**Short problem**
Arrange the stretch of data from the start through the line containing "[444,126,475,148]" as a two-column CSV with the headers input and output. Give one row for each text and its answer, each in a single quoted field, with line breaks replaced by spaces.

___ Information provided

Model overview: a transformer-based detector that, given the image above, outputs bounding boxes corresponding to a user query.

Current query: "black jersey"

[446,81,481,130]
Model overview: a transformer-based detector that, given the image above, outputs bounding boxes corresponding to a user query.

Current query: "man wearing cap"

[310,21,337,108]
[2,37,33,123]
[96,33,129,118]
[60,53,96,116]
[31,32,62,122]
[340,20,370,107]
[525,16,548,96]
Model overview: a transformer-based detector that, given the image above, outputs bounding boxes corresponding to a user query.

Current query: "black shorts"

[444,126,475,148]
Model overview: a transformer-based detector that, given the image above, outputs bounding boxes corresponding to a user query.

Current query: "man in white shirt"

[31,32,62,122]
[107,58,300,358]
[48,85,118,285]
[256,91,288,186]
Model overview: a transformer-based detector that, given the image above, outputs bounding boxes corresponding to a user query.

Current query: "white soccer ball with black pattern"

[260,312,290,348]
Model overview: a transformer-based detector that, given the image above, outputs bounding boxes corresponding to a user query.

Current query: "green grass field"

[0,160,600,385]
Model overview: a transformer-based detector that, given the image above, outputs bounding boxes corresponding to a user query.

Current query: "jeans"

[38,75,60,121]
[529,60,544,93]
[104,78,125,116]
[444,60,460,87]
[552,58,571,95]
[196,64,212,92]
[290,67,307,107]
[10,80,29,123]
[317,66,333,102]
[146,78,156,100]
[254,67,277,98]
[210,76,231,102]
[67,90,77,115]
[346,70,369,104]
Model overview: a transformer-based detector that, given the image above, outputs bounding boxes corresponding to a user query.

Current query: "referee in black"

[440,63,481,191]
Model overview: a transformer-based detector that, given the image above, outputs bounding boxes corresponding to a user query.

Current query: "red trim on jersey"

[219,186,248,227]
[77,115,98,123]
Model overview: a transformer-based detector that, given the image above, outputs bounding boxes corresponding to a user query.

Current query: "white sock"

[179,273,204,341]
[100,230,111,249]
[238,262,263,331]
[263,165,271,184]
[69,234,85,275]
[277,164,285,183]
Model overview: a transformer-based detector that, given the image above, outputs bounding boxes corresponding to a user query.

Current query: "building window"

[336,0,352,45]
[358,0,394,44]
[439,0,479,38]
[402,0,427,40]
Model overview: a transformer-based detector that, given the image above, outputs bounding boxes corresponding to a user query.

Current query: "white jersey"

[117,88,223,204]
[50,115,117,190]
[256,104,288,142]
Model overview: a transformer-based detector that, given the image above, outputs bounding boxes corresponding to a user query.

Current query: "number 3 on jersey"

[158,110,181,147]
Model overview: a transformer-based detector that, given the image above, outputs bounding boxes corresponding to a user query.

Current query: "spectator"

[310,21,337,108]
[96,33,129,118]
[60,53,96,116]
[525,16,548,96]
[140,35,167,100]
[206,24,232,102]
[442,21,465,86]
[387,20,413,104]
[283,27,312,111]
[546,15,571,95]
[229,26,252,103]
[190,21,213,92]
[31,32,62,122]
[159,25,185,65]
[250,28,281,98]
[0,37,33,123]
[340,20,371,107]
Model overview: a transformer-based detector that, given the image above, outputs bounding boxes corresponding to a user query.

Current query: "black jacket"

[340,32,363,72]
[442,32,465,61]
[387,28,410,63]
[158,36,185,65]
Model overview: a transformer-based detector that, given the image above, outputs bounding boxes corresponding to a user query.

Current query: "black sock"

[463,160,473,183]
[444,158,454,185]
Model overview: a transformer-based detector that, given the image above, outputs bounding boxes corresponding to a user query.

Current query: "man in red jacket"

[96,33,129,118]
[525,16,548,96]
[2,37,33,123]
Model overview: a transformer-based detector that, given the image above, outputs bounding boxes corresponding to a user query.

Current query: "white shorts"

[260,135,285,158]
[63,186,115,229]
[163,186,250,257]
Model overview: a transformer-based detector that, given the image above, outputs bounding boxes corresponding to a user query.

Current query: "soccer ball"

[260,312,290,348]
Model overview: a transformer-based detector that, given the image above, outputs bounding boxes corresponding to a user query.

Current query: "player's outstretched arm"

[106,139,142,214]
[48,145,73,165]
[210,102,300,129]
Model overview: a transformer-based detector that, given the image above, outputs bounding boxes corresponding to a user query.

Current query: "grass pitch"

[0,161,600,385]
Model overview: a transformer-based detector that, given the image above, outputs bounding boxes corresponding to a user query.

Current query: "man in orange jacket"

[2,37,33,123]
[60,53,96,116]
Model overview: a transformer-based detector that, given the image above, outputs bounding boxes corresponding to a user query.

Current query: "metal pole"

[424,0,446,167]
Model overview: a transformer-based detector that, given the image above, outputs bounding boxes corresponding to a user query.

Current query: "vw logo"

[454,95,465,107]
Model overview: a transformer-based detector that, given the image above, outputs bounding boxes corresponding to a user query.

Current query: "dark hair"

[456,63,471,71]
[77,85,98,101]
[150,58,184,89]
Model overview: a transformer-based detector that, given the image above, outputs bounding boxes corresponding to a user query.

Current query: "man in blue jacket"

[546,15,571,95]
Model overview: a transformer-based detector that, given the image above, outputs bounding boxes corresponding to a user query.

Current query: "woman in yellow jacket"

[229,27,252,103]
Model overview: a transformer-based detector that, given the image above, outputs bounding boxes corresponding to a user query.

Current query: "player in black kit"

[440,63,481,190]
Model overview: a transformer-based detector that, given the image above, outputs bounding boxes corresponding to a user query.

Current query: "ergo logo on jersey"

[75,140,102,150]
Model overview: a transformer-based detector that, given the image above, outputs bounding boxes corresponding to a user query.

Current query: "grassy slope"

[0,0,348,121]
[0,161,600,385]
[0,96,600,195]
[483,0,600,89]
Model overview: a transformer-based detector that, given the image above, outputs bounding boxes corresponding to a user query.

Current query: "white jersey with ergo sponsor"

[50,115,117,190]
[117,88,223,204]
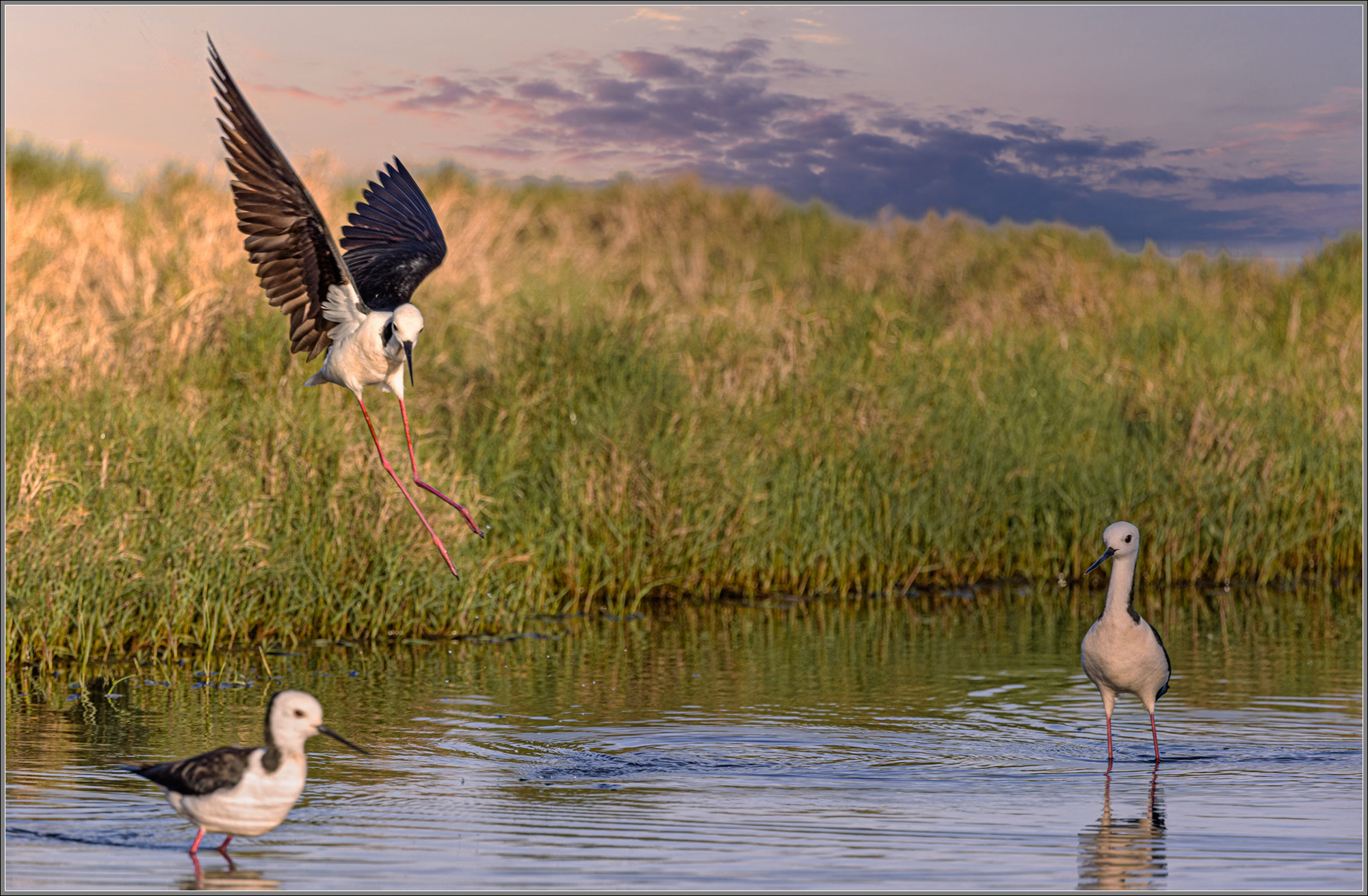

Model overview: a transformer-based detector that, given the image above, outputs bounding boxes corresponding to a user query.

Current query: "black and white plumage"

[1082,523,1172,763]
[126,691,365,855]
[209,35,484,575]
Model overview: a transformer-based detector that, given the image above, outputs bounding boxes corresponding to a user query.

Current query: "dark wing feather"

[1149,625,1174,700]
[126,747,260,796]
[209,40,352,360]
[342,157,446,311]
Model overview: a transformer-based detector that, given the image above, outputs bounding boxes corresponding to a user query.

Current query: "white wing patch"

[323,283,371,342]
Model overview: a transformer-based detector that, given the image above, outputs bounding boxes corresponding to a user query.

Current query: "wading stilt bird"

[1083,523,1171,765]
[124,691,365,855]
[209,40,484,576]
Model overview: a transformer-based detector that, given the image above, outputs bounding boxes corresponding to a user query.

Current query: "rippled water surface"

[5,591,1363,889]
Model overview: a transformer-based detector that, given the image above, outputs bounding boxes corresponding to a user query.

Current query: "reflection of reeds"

[5,142,1363,657]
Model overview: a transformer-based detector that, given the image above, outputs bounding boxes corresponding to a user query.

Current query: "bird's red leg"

[399,398,484,538]
[356,395,461,577]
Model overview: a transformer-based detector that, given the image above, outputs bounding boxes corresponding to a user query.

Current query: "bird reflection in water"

[1078,762,1168,889]
[181,852,280,891]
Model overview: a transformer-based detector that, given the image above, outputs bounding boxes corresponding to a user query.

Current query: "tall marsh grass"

[5,146,1363,662]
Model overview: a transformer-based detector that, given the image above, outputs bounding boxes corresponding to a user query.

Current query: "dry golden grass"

[5,144,1363,670]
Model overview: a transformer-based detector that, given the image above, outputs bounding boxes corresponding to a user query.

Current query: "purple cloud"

[369,38,1360,245]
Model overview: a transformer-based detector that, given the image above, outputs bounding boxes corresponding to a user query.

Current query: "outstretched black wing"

[342,157,446,311]
[209,40,352,360]
[126,747,260,796]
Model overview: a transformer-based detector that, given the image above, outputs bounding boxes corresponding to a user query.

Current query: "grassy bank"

[5,137,1363,659]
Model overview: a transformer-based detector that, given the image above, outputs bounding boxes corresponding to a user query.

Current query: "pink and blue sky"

[4,4,1364,257]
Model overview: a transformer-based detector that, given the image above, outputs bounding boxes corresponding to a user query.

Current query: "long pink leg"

[399,398,484,538]
[356,395,461,579]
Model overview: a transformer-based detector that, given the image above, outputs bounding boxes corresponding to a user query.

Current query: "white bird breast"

[167,748,306,837]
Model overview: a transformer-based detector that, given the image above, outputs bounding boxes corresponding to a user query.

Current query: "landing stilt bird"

[1083,523,1171,766]
[209,40,484,577]
[124,691,365,855]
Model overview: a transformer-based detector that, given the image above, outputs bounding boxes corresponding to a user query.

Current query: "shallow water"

[5,591,1363,889]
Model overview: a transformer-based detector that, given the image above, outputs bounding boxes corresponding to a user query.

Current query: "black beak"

[319,725,371,756]
[1083,547,1116,576]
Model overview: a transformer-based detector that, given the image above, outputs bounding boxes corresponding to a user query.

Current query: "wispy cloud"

[789,31,851,44]
[358,39,1361,243]
[248,83,345,107]
[622,7,684,22]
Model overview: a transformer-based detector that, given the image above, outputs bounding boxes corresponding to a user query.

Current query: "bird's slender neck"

[1103,554,1140,621]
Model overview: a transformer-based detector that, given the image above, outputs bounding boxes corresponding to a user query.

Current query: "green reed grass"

[5,142,1363,663]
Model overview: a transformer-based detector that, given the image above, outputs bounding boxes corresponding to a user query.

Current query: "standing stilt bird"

[1083,523,1171,765]
[209,40,484,576]
[124,691,365,855]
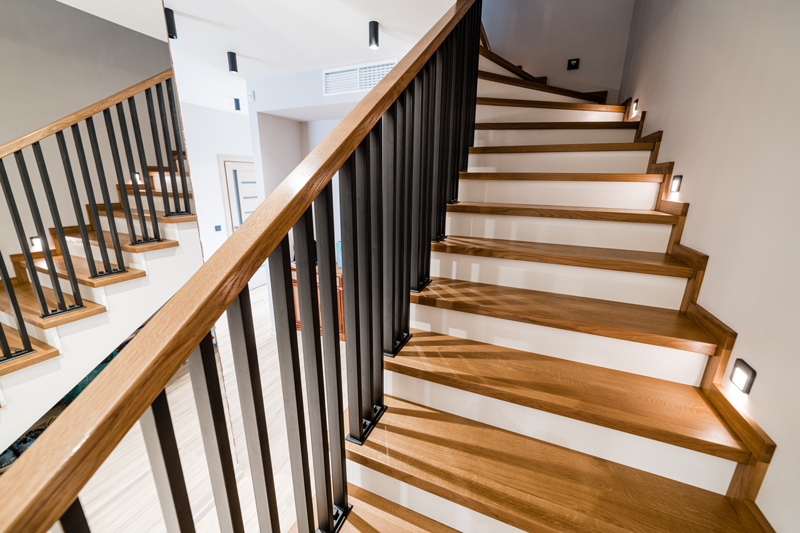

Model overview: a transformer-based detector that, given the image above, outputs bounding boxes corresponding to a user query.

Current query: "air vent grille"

______

**Expected answer**
input,output
"Model overview: a transformer-based detector that, given the image above, outputs bounding boxes corresponding to a user query. Current query: ""black jersey""","[446,81,481,130]"
"Model overview: a transformer-based detector that, given the image above, outputs bounding boxes corresponding to a user query. Current query: ""man wearing cap""","[310,21,337,108] [2,37,33,123] [96,33,129,118] [60,53,96,116] [31,32,62,122] [340,20,370,107] [525,16,548,96]"
"Model overview: a transformer-based detector that, given the image above, outputs bounding boxes corresponding to a user query. Current query: ""black shorts""","[444,126,475,148]"